A block of data:
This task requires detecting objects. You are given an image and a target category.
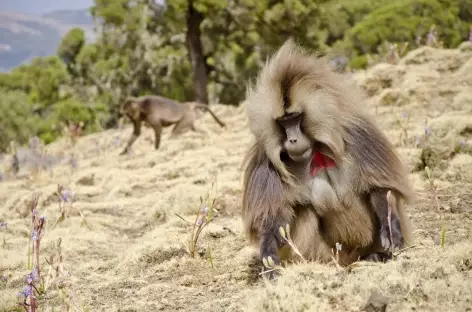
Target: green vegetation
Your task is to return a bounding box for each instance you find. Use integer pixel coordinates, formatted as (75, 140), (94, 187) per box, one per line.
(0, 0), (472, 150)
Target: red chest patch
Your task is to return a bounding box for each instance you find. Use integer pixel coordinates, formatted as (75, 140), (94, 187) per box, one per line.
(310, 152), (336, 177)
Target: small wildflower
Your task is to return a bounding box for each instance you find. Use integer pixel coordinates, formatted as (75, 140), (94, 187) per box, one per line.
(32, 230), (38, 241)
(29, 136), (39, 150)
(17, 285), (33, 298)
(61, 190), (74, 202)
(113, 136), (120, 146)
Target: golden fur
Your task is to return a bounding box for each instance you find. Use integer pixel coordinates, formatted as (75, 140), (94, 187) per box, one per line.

→ GIVEN TASK
Rewrite the lines from the start of the records through the line holding "(0, 0), (472, 150)", inclusive, keeping the requests and multiplying every bounding-box coordinate in the answers by 1.9, rounded to whole numbers with halves rounded up. Omit the pictures from your answer.

→ SOLUTION TO THIS PROBLEM
This task requires detecting objects. You are given an image and a target category.
Target: green vegetation
Your task is to return a bounding box for each instance you find. Use integer pixel coordinates, formatted as (75, 140), (94, 187) per box, one per line.
(0, 0), (897, 285)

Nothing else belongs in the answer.